Top of Document passage

Some variability when running on real-world sites is to be expected as sites load different ads, scripts, and network conditions vary for each visit. Note that Lighthouse can especially experience inconsistent behaviors when it runs in the presence of anti-virus scanners, other extensions or programs that interfere with page load, and inconsistent ad behavior. Please try to run without anti-virus scanners or other extensions/programs to get the cleanest results, or alternatively, run Lighthouse on WebPageTest for the most consistent results here.

How are the scores weighted?

Lighthouse returns a performance score from 0-100. A score of 0 usually indicates an error with performance measurement (so file an issue in the Lighthouse repo if further debugging is needed), and 100 is the best possible ideal score (really hard to get). Usually, any score above a 90 gets you in the top ~5% of performant websites.

The performance score is determined from the performance metrics only. The Opportunities/Diagnostics sections do not directly contribute to the performance score.

The metric results are not weighted equally. Currently the weights are:

  • 5X - first meaningful paint
  • 5X - first interactive
  • 5X - consistently interactive
  • 1X - perceptual speed index
  • 1X - estimated input latency

These weights were determined based on heuristics, and the Lighthouse team is working on formalizing this approach through more field data.

How do performance metrics get scored?

Once Lighthouse is done gathering the raw performance metrics for your website (metrics reported in miliseconds), it converts them into a score by mapping the raw performance number to a number between 0-100 by looking where your raw performance metric falls on the Lighthouse scoring distribution. The Lighthouse scoring distribution is a log normal distribution that is derived from the performance metrics of real website performance data (see sample distribution here).

Once we finish computing the percentile equivalent of your raw performance score, we take the weighted average of all the performance metrics (per the weighting above, with 5x weight given to first meaningful weight, first interactive, and consistently interactive). Finally, we apply a coloring to the score (green, orange, and red) depending on what "bucket" your score falls in. Roughly, this maps to:

  • Red (poor score): 0-44.
  • Orange (average): 45-74
  • Green (good): 75-100.

What can developers do to improve their performance score?

*Note: we've built a little calculator that can help you understand what thresholds you should be aiming for achieving a certain Lighthouse performance score. *

Lighthouse has a whole section in the report on improving your performance score under the “Opportunities” section. There are detailed suggestions and documentation that explains the different suggestions and how to implement them. Additionally, the diagnostics section lists additional guidance that developers can explore to further experiment and tweak with their performance.

PWA

How is the PWA score calculated?

The PWA score is calculated based on the Baseline PWA checklist, which lists 14 requirements. Lighthouse tests for 11 out of the 14 requirements automatically, with the other 3 being manual checks. Each of the 11 audits for the PWA section of the report is weighted equally, so implementing any of the audits correctly will increase your overall score by ~9 points.

Accessibility

How is the accessibility score calculated?

The accessibility score is a weighted average of all the different audits (the weights for each audit can be found in the scoring spreadsheet). Each audit is a pass/fail (meaning there is no room for partial points for getting an audit half-right). For example, that means if half your buttons have screenreader friendly names, and half don't, you don't get "half" of the weighted average-you get a 0 because it needs to be implemented throughout the page.

Best Practices

How is the Best Practices score calculated?

Each audit in the Best Practices section is equally weighted. Therefore, implementing each audit correctly will increase your overall score by ~6 points.

Bottom of Document passage

#### [Task prompt]
Write out the Lighthouse scoring text from "Each audit in" up to and including "by ~6 points.", changing "equally weighted" to "weighted equally". You can leave the rows aside; they aren't needed here.

Top of Supplied material

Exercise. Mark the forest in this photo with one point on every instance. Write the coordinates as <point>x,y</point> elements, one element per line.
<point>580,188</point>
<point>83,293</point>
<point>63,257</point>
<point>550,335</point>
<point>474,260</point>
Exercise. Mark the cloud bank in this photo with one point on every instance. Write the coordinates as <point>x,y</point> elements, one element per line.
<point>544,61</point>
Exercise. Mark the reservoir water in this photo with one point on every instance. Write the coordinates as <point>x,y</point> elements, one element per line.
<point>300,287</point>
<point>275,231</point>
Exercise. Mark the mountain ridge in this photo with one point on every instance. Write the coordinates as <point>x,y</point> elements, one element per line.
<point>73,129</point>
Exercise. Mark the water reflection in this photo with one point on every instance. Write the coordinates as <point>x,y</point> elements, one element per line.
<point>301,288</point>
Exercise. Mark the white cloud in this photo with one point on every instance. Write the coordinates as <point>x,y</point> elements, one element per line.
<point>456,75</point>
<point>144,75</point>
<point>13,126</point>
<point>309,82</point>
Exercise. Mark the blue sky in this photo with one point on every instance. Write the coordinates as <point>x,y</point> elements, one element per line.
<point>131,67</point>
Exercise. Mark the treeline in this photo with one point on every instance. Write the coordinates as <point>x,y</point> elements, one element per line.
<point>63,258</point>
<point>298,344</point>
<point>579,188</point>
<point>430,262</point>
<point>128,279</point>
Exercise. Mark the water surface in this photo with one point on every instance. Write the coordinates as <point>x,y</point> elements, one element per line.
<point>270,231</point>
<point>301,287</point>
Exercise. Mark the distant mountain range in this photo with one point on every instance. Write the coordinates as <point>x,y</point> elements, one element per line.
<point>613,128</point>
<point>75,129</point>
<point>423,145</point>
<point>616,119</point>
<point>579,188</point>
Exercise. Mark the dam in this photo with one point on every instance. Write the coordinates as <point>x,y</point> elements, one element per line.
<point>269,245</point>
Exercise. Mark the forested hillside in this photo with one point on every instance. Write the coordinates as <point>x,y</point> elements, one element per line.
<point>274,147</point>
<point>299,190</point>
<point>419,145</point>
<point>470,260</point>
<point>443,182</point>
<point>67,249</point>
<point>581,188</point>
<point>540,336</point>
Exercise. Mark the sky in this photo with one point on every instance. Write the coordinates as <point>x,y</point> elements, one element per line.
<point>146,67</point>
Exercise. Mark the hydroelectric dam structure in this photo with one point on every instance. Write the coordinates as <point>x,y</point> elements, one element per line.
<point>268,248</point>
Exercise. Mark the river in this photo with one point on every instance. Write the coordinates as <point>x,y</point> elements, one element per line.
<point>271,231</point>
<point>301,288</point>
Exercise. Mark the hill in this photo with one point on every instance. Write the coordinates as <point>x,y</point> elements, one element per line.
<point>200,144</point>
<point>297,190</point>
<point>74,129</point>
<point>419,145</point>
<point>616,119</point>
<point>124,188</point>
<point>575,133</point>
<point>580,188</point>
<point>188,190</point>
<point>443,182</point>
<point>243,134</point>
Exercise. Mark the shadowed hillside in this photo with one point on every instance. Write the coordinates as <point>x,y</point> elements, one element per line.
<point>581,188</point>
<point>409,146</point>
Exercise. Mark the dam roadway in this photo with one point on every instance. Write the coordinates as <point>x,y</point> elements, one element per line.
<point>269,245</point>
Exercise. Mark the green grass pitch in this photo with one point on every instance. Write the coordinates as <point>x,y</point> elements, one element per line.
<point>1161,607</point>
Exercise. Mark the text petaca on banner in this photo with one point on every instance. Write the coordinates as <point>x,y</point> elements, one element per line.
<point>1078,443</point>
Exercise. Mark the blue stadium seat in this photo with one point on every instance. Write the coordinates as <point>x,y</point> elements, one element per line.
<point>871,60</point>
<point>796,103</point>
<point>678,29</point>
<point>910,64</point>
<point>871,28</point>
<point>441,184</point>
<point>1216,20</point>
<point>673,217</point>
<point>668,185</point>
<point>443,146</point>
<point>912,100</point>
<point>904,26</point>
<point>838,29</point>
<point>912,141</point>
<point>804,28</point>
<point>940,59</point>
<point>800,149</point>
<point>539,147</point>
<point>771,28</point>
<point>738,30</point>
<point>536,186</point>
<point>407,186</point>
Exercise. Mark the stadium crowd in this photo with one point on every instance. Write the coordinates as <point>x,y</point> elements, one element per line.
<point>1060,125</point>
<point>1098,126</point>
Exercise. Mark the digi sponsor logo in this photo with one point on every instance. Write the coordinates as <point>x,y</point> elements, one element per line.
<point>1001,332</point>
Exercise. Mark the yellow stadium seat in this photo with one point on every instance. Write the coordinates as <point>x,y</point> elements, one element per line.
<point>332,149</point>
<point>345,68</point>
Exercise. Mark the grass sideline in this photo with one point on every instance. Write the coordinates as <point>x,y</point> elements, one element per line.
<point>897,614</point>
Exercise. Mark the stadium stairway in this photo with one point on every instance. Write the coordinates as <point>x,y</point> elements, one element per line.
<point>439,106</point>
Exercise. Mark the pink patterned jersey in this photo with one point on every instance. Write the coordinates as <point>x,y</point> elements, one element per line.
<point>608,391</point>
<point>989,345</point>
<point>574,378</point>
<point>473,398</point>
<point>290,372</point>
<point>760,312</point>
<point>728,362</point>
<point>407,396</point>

Bottom of Supplied material

#### [Answer space]
Each audit in the Best Practices section is weighted equally. Therefore, implementing each audit correctly will increase your overall score by ~6 points.